- ABOUT THIS EXERCISE: Answer with the exact lines of the following material from the one containing "of the rusty" through the one containing "of the loader", both end lines included.

- EXTRACTED DATA:
((
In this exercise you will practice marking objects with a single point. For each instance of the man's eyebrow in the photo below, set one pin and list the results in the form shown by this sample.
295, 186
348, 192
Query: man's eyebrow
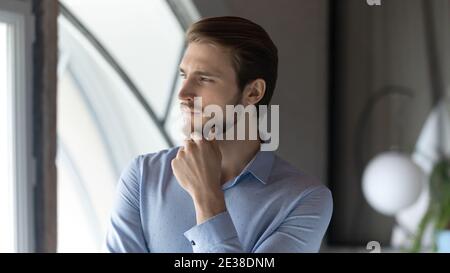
202, 72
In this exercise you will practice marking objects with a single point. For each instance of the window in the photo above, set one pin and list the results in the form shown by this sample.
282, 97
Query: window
6, 192
16, 161
117, 74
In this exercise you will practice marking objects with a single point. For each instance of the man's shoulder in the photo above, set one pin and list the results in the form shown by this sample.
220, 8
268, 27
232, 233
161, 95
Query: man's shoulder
293, 178
162, 156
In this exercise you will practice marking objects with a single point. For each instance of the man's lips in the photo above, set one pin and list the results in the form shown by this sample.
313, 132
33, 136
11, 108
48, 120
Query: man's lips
188, 110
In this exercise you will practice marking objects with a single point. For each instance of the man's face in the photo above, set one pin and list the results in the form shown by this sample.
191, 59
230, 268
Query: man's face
207, 72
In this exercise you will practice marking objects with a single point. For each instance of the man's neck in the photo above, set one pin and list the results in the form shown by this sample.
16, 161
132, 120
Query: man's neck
236, 154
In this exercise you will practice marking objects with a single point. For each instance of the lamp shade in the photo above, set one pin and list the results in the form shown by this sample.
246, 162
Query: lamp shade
392, 182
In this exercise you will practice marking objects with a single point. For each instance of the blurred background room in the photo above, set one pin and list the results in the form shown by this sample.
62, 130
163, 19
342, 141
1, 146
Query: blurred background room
363, 85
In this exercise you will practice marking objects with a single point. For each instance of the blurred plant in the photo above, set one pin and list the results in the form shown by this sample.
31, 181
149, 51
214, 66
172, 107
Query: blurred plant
438, 212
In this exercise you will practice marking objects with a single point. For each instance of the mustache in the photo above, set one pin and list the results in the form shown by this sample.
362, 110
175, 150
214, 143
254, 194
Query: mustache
190, 106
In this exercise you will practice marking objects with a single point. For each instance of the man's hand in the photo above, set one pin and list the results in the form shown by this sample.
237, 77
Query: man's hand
197, 168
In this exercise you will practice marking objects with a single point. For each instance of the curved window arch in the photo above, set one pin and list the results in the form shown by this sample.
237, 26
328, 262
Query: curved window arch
118, 72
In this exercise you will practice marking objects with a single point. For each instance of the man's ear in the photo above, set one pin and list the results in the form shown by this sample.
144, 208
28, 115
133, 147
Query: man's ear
254, 92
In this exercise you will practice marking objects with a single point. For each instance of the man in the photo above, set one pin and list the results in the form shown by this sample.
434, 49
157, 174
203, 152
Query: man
220, 195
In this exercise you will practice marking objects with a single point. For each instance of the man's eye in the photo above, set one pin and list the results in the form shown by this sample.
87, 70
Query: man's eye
204, 79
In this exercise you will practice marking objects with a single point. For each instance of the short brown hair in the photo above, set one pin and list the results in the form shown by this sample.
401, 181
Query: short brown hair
254, 53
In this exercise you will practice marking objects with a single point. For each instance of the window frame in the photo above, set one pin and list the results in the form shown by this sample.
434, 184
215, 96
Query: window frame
20, 27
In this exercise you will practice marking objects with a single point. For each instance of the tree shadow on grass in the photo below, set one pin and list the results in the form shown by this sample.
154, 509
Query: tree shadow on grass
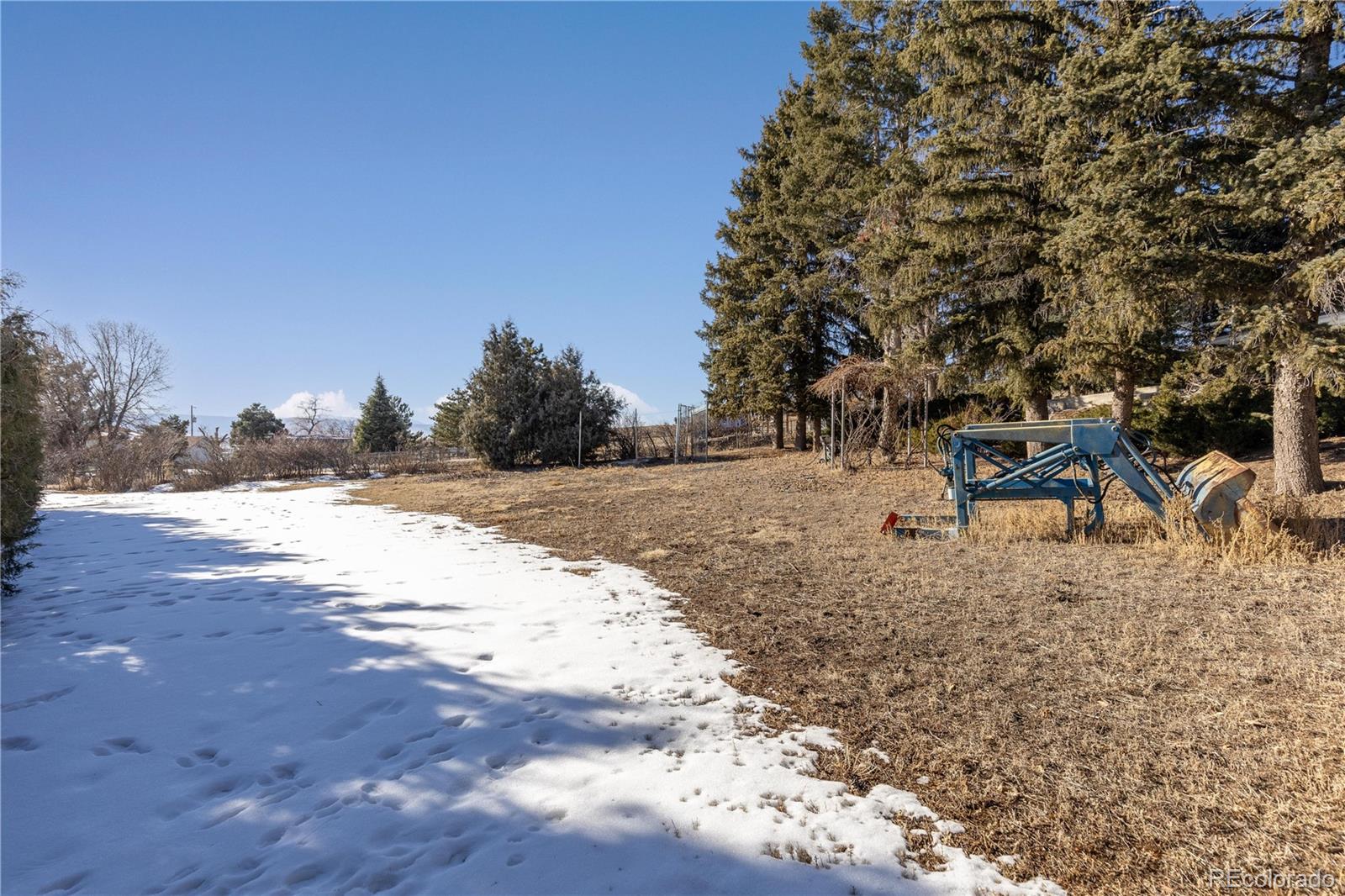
190, 714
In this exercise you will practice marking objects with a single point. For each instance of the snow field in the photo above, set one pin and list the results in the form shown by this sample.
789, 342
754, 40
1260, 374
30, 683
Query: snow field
280, 692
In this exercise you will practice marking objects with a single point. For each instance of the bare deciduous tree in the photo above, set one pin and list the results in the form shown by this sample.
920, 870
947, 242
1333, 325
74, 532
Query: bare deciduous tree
128, 370
311, 417
67, 410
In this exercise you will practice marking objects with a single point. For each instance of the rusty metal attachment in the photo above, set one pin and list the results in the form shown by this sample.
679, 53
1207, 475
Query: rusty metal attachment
1217, 488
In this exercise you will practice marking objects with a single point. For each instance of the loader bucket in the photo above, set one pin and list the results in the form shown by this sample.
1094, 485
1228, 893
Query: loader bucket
1216, 483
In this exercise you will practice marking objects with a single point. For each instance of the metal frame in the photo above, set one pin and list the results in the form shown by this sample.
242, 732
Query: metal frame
1067, 472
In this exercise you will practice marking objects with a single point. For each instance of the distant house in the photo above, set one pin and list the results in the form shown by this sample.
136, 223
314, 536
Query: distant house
197, 451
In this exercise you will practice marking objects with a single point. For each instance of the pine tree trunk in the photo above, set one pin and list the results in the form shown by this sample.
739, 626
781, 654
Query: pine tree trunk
1123, 396
887, 440
1035, 408
1298, 466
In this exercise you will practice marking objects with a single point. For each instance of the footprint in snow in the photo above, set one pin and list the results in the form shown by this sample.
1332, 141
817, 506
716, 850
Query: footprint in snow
120, 746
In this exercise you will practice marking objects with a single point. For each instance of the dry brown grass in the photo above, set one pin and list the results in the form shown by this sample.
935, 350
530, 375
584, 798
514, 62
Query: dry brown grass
1122, 714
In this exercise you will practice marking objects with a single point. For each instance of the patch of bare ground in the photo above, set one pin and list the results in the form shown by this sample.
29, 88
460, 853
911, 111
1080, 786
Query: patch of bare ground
1123, 714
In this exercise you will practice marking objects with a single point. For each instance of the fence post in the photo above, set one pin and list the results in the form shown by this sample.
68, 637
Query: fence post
677, 436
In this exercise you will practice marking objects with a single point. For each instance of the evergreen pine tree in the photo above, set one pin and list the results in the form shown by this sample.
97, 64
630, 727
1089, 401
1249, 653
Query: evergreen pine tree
984, 217
20, 432
504, 398
385, 421
1274, 208
569, 397
1120, 166
256, 421
447, 425
744, 360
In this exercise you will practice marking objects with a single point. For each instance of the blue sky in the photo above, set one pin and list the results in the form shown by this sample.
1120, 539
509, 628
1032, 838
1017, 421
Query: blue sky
298, 197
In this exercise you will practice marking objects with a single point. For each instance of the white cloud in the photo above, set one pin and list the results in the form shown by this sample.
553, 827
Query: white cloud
428, 410
334, 403
631, 400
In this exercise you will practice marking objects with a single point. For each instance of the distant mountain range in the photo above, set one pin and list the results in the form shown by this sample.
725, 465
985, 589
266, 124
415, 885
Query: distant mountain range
208, 423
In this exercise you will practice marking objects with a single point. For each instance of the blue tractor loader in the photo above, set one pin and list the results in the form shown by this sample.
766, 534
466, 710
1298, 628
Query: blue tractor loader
1083, 458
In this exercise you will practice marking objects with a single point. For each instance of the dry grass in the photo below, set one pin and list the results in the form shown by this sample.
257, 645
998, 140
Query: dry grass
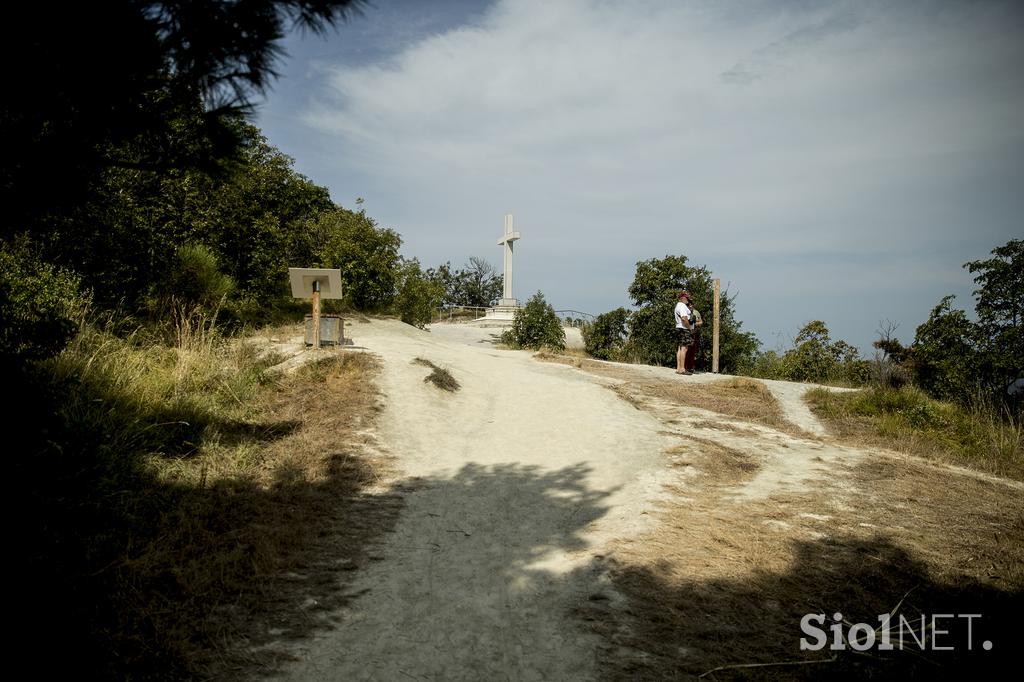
723, 582
221, 504
745, 399
439, 377
742, 398
907, 421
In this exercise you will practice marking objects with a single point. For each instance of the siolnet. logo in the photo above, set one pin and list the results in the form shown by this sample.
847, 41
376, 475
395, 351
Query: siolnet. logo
936, 632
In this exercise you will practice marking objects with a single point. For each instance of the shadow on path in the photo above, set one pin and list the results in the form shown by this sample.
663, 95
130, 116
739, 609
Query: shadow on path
476, 582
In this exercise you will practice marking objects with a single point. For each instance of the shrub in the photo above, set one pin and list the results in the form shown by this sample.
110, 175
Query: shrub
536, 326
40, 304
195, 280
418, 296
605, 337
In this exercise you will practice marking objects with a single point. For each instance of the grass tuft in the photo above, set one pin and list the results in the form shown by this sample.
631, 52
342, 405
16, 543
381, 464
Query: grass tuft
908, 421
170, 487
439, 377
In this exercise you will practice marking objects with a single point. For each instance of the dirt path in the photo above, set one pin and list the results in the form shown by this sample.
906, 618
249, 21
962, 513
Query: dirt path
518, 478
532, 488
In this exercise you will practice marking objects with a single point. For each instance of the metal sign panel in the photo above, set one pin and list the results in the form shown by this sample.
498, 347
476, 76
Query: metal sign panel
302, 280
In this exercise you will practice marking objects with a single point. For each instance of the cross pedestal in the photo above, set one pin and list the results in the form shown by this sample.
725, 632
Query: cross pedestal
510, 236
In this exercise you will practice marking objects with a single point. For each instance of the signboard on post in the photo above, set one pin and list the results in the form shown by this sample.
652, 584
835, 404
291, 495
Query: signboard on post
314, 283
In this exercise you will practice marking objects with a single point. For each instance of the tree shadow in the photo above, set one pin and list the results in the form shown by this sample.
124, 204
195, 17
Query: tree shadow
478, 566
677, 628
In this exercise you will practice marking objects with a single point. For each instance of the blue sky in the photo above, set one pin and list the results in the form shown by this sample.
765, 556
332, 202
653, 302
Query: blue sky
835, 161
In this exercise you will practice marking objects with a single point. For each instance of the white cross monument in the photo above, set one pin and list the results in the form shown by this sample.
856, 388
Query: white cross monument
507, 239
503, 313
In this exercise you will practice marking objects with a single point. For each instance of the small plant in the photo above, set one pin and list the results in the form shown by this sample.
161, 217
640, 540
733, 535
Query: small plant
536, 326
605, 337
440, 377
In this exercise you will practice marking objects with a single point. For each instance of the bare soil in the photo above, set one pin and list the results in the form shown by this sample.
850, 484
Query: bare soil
579, 520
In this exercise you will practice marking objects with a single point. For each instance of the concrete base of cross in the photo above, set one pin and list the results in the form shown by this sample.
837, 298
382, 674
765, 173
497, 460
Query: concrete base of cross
500, 315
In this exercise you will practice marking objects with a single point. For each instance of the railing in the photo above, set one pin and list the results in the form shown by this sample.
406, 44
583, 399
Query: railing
574, 317
459, 313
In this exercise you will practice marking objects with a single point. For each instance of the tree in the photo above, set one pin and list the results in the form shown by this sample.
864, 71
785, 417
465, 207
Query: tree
816, 357
418, 296
999, 331
536, 326
367, 255
943, 354
654, 291
131, 84
476, 285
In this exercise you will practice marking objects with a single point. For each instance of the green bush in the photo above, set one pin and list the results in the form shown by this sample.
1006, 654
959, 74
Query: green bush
418, 296
652, 338
536, 326
40, 305
195, 280
605, 337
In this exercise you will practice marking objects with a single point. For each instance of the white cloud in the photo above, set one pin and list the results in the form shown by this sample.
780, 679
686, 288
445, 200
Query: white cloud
629, 131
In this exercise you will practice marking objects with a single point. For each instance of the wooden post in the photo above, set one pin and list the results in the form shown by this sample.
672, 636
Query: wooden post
714, 348
316, 315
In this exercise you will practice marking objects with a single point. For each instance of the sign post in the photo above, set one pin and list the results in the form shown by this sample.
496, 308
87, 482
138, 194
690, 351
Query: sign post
314, 283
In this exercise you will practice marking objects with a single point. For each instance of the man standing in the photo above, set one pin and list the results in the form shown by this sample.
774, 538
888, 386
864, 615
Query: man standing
684, 334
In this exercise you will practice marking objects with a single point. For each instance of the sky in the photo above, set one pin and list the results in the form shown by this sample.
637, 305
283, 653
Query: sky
825, 160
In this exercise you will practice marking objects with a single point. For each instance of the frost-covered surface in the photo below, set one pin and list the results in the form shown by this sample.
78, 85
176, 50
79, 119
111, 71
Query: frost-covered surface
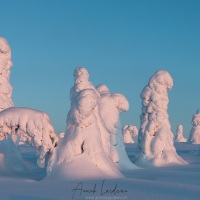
129, 131
195, 131
29, 126
10, 156
170, 183
5, 65
110, 107
82, 153
179, 134
155, 139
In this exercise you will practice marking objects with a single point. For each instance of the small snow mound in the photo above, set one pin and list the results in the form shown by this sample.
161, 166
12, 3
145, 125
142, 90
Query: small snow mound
194, 137
155, 139
129, 131
179, 134
30, 126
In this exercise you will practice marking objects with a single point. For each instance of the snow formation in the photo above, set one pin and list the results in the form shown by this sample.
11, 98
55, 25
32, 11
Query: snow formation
129, 131
195, 131
5, 65
110, 107
179, 134
155, 139
30, 126
82, 152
))
- RESPONSE BELOW:
In this exercise you will practice marking objects with a single point. For each instance of the rusty metal attachment in the photo above, set one pin and list the results in the form shown by this sample.
679, 53
1207, 475
Query: rusty metal attachment
1217, 488
In this exercise you will practice marking objects with a single point. For each instance of the loader bucket in the photo above, set one pin and list the results in the form shown by this sample.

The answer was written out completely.